Excerpts of location labeling data:
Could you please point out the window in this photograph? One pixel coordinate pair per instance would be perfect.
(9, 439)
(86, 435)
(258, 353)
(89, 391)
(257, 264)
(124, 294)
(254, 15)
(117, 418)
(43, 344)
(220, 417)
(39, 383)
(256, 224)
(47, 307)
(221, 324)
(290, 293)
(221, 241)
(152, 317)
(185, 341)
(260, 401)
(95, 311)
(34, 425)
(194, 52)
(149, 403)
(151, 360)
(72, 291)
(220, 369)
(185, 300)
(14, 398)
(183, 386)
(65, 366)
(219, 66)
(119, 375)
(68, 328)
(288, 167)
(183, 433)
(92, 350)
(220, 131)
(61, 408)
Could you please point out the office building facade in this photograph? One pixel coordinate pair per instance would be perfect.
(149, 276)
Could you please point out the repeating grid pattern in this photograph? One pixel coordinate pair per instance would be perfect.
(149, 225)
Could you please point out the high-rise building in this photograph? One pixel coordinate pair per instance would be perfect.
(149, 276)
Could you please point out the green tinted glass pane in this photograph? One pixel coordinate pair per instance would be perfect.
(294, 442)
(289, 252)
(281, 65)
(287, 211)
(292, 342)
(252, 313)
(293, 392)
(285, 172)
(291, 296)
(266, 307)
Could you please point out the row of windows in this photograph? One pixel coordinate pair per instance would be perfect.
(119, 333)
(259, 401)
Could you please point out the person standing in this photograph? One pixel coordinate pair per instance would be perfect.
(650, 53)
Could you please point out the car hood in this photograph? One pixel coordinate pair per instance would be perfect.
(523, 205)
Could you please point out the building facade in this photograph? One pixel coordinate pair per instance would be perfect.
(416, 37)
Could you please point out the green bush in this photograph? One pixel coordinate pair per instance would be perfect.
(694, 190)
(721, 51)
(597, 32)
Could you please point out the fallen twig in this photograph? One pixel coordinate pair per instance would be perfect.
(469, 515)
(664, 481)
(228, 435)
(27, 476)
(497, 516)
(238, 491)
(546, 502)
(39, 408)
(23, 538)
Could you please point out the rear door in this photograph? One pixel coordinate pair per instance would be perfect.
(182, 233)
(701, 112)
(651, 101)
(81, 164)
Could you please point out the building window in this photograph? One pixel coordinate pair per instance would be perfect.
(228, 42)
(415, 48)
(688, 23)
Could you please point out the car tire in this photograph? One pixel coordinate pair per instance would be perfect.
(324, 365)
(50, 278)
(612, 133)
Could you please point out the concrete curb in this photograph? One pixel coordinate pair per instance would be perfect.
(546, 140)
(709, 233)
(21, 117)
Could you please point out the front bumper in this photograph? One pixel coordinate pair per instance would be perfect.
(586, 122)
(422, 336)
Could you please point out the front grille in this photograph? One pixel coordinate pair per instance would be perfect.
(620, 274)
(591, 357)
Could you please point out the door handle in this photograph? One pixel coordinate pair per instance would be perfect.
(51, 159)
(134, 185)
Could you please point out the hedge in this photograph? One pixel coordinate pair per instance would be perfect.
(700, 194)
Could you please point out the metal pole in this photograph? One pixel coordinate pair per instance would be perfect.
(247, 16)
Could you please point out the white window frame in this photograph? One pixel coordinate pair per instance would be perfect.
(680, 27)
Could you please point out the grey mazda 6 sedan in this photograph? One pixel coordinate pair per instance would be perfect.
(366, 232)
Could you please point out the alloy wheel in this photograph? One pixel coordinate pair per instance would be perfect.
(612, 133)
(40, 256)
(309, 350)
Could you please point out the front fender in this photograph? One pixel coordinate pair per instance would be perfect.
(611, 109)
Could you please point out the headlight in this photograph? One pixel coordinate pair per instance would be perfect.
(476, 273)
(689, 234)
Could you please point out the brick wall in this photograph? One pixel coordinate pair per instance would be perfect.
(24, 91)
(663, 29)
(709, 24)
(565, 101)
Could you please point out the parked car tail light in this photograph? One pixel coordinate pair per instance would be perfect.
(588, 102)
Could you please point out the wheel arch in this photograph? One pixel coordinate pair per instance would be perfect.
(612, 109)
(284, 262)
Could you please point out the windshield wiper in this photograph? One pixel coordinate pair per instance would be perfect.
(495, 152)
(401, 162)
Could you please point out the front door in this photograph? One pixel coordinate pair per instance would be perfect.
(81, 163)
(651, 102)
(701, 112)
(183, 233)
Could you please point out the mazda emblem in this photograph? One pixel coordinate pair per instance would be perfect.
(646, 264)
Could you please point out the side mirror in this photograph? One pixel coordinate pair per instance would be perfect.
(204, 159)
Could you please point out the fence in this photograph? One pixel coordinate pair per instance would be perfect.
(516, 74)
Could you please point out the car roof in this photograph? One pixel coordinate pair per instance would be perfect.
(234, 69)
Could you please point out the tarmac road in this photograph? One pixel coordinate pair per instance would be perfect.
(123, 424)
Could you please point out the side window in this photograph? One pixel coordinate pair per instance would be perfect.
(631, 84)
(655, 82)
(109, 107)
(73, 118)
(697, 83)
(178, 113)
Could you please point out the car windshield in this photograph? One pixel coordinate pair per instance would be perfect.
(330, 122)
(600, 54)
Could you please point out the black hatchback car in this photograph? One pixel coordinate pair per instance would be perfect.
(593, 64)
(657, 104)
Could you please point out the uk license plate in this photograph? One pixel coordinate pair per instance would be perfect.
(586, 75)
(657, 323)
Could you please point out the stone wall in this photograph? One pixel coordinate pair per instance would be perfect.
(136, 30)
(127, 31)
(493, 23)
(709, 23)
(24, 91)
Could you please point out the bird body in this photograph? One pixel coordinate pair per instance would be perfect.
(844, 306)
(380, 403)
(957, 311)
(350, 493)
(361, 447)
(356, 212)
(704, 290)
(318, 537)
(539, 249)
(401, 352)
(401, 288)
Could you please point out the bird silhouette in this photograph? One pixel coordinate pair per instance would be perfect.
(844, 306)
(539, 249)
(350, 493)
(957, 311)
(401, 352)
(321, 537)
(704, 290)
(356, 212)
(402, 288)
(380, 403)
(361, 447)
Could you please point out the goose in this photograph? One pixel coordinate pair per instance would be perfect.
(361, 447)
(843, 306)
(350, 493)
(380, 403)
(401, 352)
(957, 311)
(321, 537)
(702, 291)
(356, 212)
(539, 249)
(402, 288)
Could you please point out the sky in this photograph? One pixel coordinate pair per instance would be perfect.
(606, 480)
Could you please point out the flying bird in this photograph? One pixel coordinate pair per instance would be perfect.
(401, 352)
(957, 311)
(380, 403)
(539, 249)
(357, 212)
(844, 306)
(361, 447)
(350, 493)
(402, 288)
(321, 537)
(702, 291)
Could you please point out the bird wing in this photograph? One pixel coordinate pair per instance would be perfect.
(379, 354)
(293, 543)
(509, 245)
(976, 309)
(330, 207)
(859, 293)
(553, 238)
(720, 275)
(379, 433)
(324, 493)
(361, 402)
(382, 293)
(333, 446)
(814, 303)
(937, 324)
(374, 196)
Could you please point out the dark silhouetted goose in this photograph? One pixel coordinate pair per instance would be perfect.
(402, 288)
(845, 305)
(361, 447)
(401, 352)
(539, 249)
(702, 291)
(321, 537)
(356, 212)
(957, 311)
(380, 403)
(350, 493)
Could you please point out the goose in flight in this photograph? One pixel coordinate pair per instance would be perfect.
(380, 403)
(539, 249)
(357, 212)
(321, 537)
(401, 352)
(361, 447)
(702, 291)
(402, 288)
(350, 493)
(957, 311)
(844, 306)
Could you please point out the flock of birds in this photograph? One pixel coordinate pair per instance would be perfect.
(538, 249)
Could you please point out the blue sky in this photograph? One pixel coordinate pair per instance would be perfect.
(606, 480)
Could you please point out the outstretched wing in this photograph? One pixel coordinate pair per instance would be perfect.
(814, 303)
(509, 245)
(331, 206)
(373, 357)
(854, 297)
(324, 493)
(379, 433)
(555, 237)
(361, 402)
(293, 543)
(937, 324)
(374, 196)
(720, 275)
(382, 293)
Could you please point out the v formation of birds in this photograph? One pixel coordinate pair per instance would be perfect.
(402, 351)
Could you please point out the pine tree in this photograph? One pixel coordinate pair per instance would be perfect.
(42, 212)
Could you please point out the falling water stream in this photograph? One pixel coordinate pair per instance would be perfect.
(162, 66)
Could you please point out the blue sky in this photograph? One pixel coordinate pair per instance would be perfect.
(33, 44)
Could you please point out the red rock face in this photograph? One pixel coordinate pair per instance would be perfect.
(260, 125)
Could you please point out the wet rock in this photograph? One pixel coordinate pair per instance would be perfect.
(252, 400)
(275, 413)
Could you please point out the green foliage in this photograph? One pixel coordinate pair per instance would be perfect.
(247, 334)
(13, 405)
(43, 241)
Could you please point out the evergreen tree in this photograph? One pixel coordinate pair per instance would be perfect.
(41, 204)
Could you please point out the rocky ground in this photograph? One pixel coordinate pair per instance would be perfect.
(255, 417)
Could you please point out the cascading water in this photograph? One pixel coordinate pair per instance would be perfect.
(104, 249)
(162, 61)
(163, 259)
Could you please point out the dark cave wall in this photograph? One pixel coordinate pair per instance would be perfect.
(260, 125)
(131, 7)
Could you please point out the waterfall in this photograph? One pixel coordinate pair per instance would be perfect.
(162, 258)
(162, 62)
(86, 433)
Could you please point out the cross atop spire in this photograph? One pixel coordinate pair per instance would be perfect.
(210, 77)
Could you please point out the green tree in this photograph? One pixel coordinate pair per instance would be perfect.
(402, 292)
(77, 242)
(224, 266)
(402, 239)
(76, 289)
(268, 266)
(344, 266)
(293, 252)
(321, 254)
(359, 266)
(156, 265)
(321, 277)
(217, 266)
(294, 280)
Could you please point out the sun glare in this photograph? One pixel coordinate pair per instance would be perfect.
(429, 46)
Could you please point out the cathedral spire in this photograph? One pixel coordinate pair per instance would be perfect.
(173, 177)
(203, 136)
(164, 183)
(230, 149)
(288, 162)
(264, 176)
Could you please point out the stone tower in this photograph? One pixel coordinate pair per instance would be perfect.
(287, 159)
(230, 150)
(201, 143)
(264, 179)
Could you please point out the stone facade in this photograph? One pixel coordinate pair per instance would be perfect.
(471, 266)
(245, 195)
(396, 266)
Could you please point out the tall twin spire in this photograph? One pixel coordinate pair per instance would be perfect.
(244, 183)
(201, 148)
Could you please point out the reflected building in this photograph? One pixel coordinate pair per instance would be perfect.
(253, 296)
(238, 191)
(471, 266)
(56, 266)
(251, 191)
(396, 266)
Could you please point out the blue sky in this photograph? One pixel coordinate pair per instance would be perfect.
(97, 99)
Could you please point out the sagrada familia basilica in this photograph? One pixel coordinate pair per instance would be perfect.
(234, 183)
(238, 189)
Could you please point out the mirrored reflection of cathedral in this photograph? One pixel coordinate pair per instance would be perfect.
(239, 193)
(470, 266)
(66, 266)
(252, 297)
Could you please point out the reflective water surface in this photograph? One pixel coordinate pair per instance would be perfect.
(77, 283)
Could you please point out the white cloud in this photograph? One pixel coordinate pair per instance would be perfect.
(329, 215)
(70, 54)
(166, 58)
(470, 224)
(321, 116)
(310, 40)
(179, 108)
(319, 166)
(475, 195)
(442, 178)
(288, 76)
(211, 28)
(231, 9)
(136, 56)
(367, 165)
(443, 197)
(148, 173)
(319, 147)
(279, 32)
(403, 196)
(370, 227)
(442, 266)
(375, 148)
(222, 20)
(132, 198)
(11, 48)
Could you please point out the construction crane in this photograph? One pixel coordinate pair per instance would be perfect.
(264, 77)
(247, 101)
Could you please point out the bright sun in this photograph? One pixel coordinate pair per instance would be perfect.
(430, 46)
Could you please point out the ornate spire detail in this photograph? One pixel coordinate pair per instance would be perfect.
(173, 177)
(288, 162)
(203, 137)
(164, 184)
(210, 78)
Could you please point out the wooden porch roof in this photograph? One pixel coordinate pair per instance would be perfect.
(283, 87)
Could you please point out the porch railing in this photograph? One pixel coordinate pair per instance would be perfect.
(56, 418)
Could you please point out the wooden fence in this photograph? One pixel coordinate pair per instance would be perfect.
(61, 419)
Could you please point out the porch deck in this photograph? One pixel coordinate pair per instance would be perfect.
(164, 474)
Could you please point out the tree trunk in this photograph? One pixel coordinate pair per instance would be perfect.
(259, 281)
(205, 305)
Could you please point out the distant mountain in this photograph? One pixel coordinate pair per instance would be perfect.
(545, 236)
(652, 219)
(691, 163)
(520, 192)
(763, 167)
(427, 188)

WHAT YOU HAVE TO DO: Repeat exactly, and only, the lines from the one containing "Could you please point out the construction" through the end of the material.

FINISHED EXERCISE:
Could you please point out the construction crane in this photograph? One pixel coordinate pair per instance would be perfect.
(264, 77)
(247, 101)
Could you please point out the bright sun in this photograph? One pixel coordinate pair per instance would be perfect.
(430, 46)
Could you please point out the ornate spire detail in this photograph? One pixel coordinate pair per instance would be perfect.
(173, 177)
(288, 162)
(203, 137)
(164, 184)
(210, 78)
Could you please point out the wooden porch roof in this photograph? One pixel coordinate pair per instance would be perfect.
(283, 87)
Could you please point out the porch railing in this photograph? One pixel coordinate pair per instance would be perfect.
(56, 418)
Could you please point out the wooden fence in this photograph? One pixel coordinate pair per instance would be perfect.
(61, 419)
Could you please point out the porch deck in this photograph? One pixel coordinate pair per instance would be perfect.
(164, 474)
Could you please point out the tree trunk in this photograph? One pixel coordinate pair per instance would be perfect.
(259, 281)
(205, 305)
Could you please point out the distant mountain in this photograph? One pixel coordinate pair per instance would be perfect.
(545, 236)
(652, 219)
(691, 163)
(520, 192)
(763, 167)
(427, 188)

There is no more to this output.